Exercise requirements :: In the entries below, find the line containing "Every instance of the blue pole". Write out that line and all lines after it, exactly, and nothing else.

Dataset entries ::
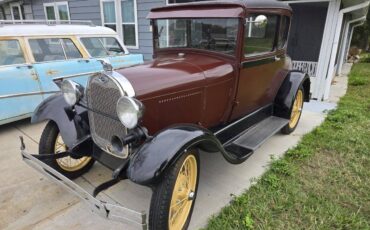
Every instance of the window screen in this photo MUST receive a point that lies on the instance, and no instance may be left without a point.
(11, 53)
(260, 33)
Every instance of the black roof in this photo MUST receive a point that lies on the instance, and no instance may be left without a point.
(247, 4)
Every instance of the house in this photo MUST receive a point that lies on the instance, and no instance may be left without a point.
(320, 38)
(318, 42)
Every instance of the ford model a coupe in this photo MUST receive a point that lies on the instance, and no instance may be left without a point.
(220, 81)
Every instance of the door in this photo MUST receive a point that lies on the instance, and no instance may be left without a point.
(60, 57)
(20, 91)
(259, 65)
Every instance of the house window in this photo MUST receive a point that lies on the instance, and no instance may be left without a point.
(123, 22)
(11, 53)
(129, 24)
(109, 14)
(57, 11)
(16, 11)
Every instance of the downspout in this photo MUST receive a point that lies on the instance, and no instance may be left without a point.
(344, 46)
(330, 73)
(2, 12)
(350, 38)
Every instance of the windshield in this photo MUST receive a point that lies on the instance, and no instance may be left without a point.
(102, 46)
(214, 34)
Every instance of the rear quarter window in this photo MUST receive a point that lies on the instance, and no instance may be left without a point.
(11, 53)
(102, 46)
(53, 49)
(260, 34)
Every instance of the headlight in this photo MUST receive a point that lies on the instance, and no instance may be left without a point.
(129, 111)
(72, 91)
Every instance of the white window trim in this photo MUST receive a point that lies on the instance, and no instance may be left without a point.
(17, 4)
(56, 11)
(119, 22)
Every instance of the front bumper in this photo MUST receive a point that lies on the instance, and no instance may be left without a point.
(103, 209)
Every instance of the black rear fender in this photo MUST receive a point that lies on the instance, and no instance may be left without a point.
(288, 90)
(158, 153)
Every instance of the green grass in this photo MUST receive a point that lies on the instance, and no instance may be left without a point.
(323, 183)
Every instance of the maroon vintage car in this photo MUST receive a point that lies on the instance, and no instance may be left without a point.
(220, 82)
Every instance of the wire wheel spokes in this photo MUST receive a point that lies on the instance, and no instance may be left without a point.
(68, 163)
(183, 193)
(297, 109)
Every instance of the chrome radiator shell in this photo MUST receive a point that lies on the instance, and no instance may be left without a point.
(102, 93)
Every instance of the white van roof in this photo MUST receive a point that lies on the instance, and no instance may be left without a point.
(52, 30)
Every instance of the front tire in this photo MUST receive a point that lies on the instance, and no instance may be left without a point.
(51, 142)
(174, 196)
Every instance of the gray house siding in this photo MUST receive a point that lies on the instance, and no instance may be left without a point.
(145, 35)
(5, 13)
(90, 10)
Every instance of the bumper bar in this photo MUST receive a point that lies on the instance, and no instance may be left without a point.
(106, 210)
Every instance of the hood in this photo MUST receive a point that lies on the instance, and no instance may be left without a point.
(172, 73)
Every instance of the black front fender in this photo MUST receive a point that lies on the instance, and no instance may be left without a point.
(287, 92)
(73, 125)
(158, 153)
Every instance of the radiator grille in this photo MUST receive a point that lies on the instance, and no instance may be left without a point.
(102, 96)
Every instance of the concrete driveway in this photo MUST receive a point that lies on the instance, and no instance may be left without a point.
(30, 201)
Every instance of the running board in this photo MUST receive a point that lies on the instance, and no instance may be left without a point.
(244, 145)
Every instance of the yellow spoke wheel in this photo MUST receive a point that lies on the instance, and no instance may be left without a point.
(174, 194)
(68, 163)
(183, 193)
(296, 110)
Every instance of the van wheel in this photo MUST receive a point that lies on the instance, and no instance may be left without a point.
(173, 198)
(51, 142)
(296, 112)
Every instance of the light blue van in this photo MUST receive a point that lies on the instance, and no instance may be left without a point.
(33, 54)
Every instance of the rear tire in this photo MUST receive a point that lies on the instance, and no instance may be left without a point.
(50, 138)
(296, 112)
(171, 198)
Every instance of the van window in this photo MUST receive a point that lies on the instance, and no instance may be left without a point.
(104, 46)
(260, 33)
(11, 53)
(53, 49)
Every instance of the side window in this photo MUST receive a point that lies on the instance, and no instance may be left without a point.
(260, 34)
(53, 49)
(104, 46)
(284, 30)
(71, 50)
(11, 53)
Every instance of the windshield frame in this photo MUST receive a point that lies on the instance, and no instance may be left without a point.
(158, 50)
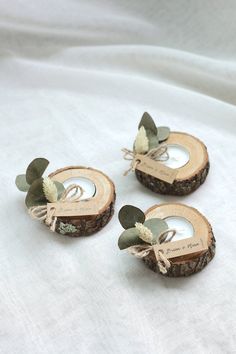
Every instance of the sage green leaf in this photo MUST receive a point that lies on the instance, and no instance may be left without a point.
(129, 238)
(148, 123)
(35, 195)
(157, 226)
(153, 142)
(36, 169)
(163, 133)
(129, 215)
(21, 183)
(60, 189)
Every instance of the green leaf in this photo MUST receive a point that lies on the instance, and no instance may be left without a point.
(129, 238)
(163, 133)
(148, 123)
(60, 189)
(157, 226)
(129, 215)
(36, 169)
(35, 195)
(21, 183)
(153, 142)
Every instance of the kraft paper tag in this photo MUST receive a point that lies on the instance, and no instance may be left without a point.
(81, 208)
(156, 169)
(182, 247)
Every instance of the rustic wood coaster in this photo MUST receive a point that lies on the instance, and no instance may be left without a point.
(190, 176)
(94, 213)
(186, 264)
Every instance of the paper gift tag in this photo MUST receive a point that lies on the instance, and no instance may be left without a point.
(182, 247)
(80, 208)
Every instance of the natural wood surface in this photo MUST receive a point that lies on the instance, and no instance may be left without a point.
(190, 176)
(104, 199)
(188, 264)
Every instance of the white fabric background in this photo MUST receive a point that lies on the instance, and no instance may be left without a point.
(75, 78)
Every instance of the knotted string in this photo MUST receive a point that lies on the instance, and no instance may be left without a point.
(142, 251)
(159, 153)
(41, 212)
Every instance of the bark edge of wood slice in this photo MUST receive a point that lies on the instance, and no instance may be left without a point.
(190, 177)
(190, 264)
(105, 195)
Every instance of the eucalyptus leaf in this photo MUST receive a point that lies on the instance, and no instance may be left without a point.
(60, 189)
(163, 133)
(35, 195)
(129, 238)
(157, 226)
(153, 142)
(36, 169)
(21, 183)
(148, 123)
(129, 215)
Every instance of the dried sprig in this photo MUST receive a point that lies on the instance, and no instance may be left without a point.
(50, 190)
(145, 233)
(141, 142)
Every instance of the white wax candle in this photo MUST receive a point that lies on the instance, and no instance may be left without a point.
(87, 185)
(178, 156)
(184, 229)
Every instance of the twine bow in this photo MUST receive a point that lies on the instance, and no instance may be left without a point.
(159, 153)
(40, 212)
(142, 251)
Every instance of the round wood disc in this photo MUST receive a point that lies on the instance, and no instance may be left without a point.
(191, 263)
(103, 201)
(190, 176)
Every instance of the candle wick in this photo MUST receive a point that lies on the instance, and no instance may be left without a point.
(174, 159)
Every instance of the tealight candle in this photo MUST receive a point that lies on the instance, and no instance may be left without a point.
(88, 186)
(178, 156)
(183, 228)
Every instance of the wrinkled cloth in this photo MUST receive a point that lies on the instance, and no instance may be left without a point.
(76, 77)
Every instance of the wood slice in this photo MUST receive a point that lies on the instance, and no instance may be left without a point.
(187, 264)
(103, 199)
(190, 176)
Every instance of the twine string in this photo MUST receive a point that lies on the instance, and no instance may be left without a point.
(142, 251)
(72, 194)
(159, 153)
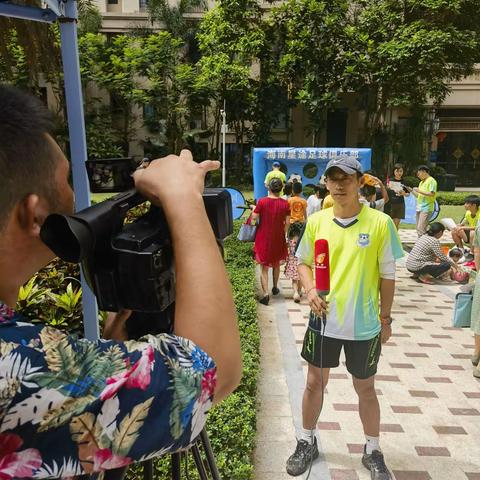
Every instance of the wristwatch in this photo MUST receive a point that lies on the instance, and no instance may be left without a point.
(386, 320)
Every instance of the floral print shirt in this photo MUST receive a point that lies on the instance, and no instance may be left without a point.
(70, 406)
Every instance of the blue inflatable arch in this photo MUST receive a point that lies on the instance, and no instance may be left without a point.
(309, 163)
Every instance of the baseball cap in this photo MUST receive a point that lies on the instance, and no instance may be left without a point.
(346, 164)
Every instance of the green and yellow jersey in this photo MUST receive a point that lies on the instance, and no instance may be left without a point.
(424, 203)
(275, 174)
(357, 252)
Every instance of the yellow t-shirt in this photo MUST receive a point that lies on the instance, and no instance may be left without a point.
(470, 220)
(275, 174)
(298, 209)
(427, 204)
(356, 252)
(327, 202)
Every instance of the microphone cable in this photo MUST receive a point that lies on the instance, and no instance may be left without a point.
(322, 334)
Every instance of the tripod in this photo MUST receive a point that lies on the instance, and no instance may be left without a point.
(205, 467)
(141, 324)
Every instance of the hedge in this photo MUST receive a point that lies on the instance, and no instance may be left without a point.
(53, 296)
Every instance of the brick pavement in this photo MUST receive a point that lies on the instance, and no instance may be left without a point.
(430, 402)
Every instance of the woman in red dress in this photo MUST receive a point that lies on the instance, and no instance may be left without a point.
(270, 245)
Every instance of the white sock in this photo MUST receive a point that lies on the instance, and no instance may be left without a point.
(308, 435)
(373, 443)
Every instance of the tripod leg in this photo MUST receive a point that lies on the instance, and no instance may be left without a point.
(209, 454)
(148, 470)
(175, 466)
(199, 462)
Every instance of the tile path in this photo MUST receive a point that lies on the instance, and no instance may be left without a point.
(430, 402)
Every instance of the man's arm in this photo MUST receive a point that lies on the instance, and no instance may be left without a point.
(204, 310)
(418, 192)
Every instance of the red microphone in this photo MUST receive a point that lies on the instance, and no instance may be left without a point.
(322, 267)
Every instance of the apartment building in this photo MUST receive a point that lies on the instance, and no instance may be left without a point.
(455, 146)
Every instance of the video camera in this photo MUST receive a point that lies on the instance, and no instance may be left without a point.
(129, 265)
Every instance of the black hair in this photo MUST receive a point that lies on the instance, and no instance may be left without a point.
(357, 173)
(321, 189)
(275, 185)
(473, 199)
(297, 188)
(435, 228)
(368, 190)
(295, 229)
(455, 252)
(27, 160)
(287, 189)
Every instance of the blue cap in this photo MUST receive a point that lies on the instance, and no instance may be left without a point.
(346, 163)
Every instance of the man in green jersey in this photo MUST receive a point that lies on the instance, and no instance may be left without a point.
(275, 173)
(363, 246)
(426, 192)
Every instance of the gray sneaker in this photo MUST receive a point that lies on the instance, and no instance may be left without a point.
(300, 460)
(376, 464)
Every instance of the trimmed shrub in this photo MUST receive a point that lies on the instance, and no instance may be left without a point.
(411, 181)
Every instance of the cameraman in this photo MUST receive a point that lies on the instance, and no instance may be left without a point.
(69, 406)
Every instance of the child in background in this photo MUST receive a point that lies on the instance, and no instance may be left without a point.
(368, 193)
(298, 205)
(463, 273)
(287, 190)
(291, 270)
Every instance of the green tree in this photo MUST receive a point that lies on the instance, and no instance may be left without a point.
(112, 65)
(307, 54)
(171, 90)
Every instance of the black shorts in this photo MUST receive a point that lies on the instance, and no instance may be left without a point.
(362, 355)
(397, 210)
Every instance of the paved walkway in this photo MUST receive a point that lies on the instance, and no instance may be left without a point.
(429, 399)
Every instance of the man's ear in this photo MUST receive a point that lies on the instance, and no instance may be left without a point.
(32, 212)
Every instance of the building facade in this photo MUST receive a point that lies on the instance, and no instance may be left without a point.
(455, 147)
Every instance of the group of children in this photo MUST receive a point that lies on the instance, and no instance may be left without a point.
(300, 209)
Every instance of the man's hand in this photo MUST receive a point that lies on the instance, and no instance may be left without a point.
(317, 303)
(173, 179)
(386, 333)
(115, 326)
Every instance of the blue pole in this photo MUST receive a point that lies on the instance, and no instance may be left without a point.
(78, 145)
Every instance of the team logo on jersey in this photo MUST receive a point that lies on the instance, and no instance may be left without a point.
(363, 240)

Answer space ::
Every instance of the blue pole in this photo MUST receive a point that lies on the instance, and no instance may be left without a point.
(78, 145)
Every instance of the team logo on jersey in this photo MUST receive a point that lies on the instance, and no instance may be left without a point.
(363, 240)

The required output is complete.